DATA SECTION
▬▬▬
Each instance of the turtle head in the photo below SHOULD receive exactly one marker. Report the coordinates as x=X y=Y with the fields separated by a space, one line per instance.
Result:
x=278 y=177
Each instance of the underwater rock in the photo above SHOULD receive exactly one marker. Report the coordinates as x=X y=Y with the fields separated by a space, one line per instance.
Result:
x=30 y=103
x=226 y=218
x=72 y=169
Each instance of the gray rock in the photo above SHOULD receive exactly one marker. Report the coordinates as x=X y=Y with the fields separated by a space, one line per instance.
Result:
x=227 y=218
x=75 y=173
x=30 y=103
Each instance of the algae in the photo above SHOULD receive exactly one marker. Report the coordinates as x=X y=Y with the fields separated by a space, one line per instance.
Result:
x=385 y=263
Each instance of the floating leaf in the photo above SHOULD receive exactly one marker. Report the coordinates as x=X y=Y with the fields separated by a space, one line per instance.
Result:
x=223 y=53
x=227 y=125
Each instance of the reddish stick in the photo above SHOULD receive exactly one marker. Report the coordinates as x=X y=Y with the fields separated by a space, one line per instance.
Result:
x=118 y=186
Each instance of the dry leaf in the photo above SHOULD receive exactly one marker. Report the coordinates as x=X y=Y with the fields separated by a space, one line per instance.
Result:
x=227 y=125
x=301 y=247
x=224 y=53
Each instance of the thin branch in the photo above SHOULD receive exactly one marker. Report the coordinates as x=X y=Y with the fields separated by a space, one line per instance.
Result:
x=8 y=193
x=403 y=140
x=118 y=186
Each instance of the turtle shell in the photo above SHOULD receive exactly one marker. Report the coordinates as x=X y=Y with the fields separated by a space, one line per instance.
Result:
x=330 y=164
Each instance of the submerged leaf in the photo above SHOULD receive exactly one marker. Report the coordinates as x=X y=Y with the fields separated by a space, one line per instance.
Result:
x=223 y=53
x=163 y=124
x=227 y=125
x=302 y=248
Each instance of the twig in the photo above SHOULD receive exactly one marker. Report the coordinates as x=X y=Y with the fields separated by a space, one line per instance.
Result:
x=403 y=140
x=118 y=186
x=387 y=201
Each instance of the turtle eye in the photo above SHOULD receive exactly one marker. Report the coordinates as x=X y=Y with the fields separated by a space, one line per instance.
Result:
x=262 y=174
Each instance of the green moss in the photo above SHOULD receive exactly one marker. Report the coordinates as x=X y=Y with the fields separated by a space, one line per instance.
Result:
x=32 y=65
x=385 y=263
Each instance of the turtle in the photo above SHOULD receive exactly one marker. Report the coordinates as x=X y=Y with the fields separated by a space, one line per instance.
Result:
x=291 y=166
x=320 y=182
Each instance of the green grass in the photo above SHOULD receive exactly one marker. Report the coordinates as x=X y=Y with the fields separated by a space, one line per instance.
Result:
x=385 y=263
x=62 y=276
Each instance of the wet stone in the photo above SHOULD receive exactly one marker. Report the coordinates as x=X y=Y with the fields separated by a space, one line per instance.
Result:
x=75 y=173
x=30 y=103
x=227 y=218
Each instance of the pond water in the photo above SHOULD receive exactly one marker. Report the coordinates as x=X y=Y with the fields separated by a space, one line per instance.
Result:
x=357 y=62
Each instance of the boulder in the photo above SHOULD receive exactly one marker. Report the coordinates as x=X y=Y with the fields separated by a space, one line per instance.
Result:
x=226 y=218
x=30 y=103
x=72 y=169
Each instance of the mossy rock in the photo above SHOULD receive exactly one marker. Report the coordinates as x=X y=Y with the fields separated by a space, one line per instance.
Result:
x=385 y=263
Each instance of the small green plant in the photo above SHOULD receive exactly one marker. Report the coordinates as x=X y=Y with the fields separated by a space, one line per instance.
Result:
▬▬▬
WHAT TO WORK ON
Please reproduce the material in its entirety, exactly as it stands.

EXERCISE SOLUTION
Each instance of the turtle head in the photo below SHOULD receive exactly one marker. Report the coordinates as x=X y=Y with the fields separated by a space, one line per instance.
Result:
x=278 y=177
Each instance of the underwater rock in the photo above SHOULD receive exactly one marker. Report the coordinates as x=X y=Y with the fields separated by a space, one line per instance.
Result:
x=30 y=103
x=226 y=218
x=72 y=169
Each instance of the gray rock in the photo above SHOULD receive exactly one marker. Report the coordinates as x=X y=Y with the fields separated by a space, one line per instance.
Result:
x=227 y=218
x=75 y=173
x=30 y=103
Each instance of the algae in the photo above SHOULD receive exactly one marker. Report the coordinates as x=X y=Y with the fields separated by a space, one line per instance.
Result:
x=385 y=263
Each instance of the floating leaf in the photo above SHOULD receive exactly one marker. Report the coordinates as x=X y=Y with the fields separated by a space, one line per instance.
Result:
x=223 y=53
x=227 y=125
Each instance of the reddish stick in the photo above SHOULD receive exactly one marker. Report the coordinates as x=X y=Y with the fields separated by a space, one line per instance.
Result:
x=118 y=186
Each instance of the dry leaf in the photo above SHOULD receive exactly one marker. Report the coordinates as x=X y=Y with the fields separated by a space, one line per instance.
Result:
x=227 y=125
x=301 y=247
x=224 y=53
Each instance of the thin branch in the photo above SHOULD receive exactly one marker. Report the coordinates as x=X y=Y with the fields separated by a space, one line per instance.
Result:
x=8 y=193
x=403 y=140
x=118 y=186
Each instance of the turtle shell in the photo above SHOULD receive exactly one marker. Report the coordinates as x=X y=Y with the fields separated by a space, one line per instance.
Result:
x=330 y=164
Each instance of the submerged leaf in the photo above SHOULD receive exactly one marker. Report the coordinates as x=X y=Y with the fields separated by a space, one line per instance.
Result:
x=223 y=53
x=163 y=124
x=227 y=125
x=302 y=248
Each instance of the twig in the photo above SHOULD receive exactly one marker. Report the coordinates as x=X y=Y with the fields separated by a space, one line per instance.
Result:
x=403 y=140
x=118 y=186
x=387 y=201
Each instance of the turtle eye in the photo above SHOULD receive exactly one marker. Report the coordinates as x=X y=Y with the fields separated by a space, one line per instance.
Result:
x=262 y=174
Each instance of the green moss in the photo above SHOULD receive exactly one marker. Report the coordinates as x=X y=Y with the fields separated by a space, one line per instance.
Result:
x=32 y=65
x=385 y=263
Each instance of the turtle in the photo above SHOULD receive exactly one marker. Report the coordinates as x=X y=Y with the fields separated by a space, one line per instance.
Result:
x=291 y=166
x=320 y=182
Each instance of the green grass in the photo above SHOULD receive exactly one marker. Report the coordinates as x=X y=Y with the fields separated by a space, one line per instance.
Result:
x=385 y=263
x=62 y=276
Each instance of the wet stone in the photo above SHOULD receive exactly one marker. Report the coordinates as x=X y=Y with the fields separated by a space, one line per instance.
Result:
x=75 y=173
x=30 y=103
x=227 y=218
Each instance of the pond water in the photo above SHOULD receive exactly one marker. Report the coordinates as x=X y=Y with the fields separated by a space, one line per instance.
Result:
x=357 y=62
Each instance of the boulder in the photo above SHOULD receive exactly one marker. Report the coordinates as x=X y=Y with the fields separated by a space, one line per instance.
Result:
x=226 y=218
x=30 y=103
x=72 y=169
Each instance of the mossy rock in the photo above SHOULD receive exactly one marker. Report the coordinates as x=X y=Y with the fields separated by a space, one line per instance.
Result:
x=385 y=263
Each instance of the small green plant in the photo above SHOULD receive exactly one marker. Report the coordinates as x=X y=Y with the fields separated by a space, one line per instance.
Result:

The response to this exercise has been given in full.